# Obiettivo 1:
Ripeta per intero il passo sulla presentazione dei Novissimi, parola per parola e senza alcuna modifica.

Racconta Franco Cordelli che a diciott’anni si trovò alla libreria Einaudi a una presentazione dei Novissimi, forse proprio quella dell’antologia curata nel ’61 da Alfredo Giuliani. C’era maretta. Il pubblico si divideva fra esaltati fautori («In ogni città d’Italia c’è un giovane disposto a morire per Sanguineti»», recitava in quegli anni – lo si creda o meno – uno slogan editoriale di Feltrinelli) e altrettanto esagitati avversatori. Il frastuono crebbe sino a mettere a tacere gli oratori. Allora si alzò in piedi Elio, si mise davanti a un cartello appeso al muro con stampata proprio Oggetti e argomenti per una disperazione, prese a leggerla a voce altissima. E tutti tacquero. Gli ultimi versi suonavano: «Ma se avessi soltanto bestemmiato / allora Brecht ai vostri figli ha già lasciato detto / perdonateci a noi per il nostro tempo». Era quello un tempo, davvero, in cui non si poteva non bestemmiare: dicendo a voce alta verità durissime che altri tempi, invece, preferiscono nascondersi.

# Obiettivo 2:
Estragga dalle voci seguenti ogni riga che contiene la stringa «blown», tenendo conto della distinzione tra maiuscole e minuscole.

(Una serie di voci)
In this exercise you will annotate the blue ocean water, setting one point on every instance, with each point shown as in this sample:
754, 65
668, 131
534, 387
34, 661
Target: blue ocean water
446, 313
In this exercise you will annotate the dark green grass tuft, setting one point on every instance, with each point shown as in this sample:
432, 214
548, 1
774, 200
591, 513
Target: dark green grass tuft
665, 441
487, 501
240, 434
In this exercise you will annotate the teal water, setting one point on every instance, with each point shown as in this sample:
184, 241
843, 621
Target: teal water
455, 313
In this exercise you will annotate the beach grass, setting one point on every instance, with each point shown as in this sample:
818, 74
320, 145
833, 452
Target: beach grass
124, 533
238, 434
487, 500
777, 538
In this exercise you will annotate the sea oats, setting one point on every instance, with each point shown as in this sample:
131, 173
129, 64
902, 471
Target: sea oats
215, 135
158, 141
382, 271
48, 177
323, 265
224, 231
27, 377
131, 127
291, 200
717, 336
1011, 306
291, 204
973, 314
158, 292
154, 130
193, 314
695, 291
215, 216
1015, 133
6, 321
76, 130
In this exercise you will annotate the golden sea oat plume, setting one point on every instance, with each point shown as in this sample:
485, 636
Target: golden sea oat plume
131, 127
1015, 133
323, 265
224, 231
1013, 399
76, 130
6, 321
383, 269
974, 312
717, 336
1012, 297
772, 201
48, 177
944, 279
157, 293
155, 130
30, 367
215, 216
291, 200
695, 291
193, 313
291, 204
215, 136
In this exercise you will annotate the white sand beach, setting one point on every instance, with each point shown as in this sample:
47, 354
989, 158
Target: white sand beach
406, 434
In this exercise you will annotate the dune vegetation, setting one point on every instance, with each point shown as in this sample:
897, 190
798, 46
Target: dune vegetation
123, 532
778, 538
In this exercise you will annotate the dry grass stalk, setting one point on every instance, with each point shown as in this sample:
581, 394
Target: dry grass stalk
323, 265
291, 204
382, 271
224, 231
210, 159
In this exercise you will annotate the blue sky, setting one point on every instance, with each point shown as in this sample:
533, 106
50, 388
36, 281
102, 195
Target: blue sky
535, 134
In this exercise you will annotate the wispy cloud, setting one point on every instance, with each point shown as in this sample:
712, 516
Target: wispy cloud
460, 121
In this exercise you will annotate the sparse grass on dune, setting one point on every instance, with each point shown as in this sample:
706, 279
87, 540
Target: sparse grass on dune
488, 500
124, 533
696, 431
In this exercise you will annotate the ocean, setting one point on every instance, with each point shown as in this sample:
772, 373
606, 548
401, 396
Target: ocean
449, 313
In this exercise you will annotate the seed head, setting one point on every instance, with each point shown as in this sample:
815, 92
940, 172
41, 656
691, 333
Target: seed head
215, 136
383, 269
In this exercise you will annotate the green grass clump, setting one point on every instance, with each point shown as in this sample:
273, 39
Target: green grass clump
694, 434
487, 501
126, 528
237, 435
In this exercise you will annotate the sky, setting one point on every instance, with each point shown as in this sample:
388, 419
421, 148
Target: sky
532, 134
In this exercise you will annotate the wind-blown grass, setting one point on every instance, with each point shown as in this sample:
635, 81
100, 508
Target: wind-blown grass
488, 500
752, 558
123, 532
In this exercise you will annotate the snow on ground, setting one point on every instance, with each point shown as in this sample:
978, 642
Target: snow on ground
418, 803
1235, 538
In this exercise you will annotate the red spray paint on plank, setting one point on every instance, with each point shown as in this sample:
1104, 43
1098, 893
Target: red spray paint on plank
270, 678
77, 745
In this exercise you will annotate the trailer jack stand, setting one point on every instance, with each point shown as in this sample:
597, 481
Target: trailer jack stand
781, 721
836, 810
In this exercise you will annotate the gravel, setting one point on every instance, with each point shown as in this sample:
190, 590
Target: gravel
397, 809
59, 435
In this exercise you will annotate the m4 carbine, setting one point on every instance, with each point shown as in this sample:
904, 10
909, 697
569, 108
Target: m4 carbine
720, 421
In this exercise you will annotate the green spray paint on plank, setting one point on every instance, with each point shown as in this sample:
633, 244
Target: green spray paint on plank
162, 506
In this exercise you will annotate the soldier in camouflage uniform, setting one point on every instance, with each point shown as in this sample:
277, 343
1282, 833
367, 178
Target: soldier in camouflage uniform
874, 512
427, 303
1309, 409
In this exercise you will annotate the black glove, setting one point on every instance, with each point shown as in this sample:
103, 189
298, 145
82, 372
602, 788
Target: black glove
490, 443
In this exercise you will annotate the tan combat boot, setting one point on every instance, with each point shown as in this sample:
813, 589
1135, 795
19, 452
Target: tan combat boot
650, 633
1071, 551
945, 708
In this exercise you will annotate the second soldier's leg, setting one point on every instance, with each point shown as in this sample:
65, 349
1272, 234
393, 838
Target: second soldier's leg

# Risultato completo 1:
Racconta Franco Cordelli che a diciott’anni si trovò alla libreria Einaudi a una presentazione dei Novissimi, forse proprio quella dell’antologia curata nel ’61 da Alfredo Giuliani. C’era maretta. Il pubblico si divideva fra esaltati fautori («In ogni città d’Italia c’è un giovane disposto a morire per Sanguineti»», recitava in quegli anni – lo si creda o meno – uno slogan editoriale di Feltrinelli) e altrettanto esagitati avversatori. Il frastuono crebbe sino a mettere a tacere gli oratori. Allora si alzò in piedi Elio, si mise davanti a un cartello appeso al muro con stampata proprio Oggetti e argomenti per una disperazione, prese a leggerla a voce altissima. E tutti tacquero. Gli ultimi versi suonavano: «Ma se avessi soltanto bestemmiato / allora Brecht ai vostri figli ha già lasciato detto / perdonateci a noi per il nostro tempo». Era quello un tempo, davvero, in cui non si poteva non bestemmiare: dicendo a voce alta verità durissime che altri tempi, invece, preferiscono nascondersi.

# Risultato completo 2:
In this exercise you will annotate the wind-blown grass, setting one point on every instance, with each point shown as in this sample:
Target: wind-blown grass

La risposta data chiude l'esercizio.